=== Data listing ===

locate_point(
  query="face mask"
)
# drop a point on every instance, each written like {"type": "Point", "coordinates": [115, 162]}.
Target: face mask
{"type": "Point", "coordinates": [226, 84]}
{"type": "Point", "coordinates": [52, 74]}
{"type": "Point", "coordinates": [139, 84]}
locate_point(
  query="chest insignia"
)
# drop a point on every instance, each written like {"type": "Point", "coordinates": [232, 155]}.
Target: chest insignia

===

*Aim*: Rewrite the entries above with "drop a point" swapped for "place a marker" everywhere it appears, leaving everything else as it is.

*The completed task*:
locate_point(
  query="face mask"
)
# place a marker on every instance, each written like {"type": "Point", "coordinates": [115, 162]}.
Target: face mask
{"type": "Point", "coordinates": [226, 84]}
{"type": "Point", "coordinates": [52, 74]}
{"type": "Point", "coordinates": [139, 84]}
locate_point(
  query="chest insignia"
)
# place a marker on every instance, each written like {"type": "Point", "coordinates": [232, 155]}.
Target: chest insignia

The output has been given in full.